*Dataset records on object locations*:
%%
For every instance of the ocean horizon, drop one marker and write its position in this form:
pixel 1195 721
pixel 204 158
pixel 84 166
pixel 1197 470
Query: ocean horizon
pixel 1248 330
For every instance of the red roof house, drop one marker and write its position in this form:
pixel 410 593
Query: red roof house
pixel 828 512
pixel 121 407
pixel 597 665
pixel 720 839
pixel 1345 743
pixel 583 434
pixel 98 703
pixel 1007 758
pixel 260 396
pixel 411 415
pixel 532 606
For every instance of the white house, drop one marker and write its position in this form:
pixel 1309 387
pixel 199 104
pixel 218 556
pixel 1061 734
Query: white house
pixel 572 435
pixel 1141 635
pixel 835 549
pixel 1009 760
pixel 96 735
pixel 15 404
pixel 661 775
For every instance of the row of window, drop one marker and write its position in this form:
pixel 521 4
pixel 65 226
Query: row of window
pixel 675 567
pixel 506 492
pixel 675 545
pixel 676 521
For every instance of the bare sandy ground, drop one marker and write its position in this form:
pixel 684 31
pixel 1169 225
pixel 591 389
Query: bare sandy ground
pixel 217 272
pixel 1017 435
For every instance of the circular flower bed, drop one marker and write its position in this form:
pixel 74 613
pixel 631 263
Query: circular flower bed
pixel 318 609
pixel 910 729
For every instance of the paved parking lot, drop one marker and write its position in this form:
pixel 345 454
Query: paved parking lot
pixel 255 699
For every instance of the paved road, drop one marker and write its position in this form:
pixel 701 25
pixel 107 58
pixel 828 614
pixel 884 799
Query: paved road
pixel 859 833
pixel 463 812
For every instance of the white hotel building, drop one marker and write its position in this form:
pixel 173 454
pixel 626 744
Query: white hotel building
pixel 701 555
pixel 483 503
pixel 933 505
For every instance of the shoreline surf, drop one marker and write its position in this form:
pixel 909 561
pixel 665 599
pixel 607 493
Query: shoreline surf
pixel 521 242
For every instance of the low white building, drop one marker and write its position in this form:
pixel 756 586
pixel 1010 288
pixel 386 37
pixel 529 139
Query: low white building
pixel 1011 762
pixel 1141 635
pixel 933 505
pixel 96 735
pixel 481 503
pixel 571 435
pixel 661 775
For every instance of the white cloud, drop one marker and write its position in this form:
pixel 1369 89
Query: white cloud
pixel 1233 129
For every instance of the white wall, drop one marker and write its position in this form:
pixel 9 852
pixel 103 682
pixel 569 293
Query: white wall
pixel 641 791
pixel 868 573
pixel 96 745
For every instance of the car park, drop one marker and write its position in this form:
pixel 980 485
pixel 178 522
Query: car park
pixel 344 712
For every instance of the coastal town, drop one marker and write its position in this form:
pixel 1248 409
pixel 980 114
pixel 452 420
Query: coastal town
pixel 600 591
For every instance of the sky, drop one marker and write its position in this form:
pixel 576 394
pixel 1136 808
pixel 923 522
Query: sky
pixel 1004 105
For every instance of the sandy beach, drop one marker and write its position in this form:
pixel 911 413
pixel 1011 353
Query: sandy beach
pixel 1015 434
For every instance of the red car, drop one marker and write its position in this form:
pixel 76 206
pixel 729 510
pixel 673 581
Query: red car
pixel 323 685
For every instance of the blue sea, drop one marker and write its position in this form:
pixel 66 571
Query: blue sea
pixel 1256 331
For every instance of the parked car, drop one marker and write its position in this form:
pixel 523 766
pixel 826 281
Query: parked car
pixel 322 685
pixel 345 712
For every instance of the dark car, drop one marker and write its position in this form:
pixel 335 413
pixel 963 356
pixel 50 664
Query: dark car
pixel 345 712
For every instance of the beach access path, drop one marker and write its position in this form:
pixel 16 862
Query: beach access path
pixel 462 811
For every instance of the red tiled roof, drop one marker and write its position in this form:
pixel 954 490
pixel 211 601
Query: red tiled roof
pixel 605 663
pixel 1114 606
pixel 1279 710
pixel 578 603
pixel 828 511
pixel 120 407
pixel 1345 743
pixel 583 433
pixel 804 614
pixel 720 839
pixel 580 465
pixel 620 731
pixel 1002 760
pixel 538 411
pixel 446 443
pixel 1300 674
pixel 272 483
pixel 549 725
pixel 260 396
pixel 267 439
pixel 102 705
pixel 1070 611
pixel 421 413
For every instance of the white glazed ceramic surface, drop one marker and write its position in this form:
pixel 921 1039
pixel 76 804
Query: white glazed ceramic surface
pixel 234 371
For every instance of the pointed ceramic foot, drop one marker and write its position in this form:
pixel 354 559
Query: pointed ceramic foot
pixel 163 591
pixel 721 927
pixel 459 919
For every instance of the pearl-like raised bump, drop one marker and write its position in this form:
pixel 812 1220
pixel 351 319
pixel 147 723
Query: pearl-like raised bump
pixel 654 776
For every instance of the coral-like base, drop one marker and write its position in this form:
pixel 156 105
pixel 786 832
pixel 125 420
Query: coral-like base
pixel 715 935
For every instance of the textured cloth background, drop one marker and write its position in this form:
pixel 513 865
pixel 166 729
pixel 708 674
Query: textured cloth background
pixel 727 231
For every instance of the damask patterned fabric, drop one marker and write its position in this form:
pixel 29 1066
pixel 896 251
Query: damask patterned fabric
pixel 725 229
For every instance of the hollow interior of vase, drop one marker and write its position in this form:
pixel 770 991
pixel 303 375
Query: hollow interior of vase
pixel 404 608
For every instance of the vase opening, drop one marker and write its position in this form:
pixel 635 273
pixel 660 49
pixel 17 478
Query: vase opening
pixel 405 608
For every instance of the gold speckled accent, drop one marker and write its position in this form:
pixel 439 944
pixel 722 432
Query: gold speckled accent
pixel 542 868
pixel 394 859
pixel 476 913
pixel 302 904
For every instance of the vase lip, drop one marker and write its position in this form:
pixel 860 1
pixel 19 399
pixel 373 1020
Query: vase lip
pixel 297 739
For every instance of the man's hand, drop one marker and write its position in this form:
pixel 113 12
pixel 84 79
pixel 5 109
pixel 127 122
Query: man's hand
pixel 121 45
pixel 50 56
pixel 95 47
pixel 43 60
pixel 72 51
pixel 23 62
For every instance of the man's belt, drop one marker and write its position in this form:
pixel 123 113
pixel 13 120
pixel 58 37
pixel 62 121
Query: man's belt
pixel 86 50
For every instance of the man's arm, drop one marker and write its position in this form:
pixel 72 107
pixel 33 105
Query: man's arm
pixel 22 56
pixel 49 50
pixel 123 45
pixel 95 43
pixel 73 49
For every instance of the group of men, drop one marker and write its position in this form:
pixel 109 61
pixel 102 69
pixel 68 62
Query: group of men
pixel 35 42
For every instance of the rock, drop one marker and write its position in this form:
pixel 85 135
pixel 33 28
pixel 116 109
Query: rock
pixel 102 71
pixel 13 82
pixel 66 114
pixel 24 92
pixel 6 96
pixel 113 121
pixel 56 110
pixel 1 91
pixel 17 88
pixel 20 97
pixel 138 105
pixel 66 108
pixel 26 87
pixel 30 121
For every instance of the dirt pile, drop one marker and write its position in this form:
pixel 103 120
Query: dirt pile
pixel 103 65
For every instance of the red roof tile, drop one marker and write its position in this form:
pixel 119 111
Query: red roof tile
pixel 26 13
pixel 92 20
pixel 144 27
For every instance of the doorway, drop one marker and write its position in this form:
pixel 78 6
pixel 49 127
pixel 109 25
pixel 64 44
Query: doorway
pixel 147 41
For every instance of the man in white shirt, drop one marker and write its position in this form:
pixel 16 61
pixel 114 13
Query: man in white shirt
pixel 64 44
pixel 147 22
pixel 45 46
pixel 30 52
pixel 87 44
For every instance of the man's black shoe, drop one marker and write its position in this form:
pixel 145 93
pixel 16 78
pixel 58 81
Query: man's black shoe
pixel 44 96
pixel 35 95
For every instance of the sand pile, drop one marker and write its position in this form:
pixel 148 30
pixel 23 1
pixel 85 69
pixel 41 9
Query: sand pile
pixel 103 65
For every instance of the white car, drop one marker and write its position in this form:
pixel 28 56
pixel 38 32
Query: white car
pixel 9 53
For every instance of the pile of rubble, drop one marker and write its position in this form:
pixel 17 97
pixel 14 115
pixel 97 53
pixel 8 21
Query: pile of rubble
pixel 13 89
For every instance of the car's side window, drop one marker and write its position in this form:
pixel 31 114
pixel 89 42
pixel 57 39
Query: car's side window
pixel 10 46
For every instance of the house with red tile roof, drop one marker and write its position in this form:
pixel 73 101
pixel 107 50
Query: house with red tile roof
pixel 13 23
%%
*WRITTEN EXERCISE*: Copy the lines of the records above verbatim, from the line containing "For every instance of the paved parking" through the line containing "pixel 255 699", both included.

*RESULT OF THE EXERCISE*:
For every instance of the paved parking lot, drop one marker and write its position in this form:
pixel 345 454
Query: paved parking lot
pixel 255 699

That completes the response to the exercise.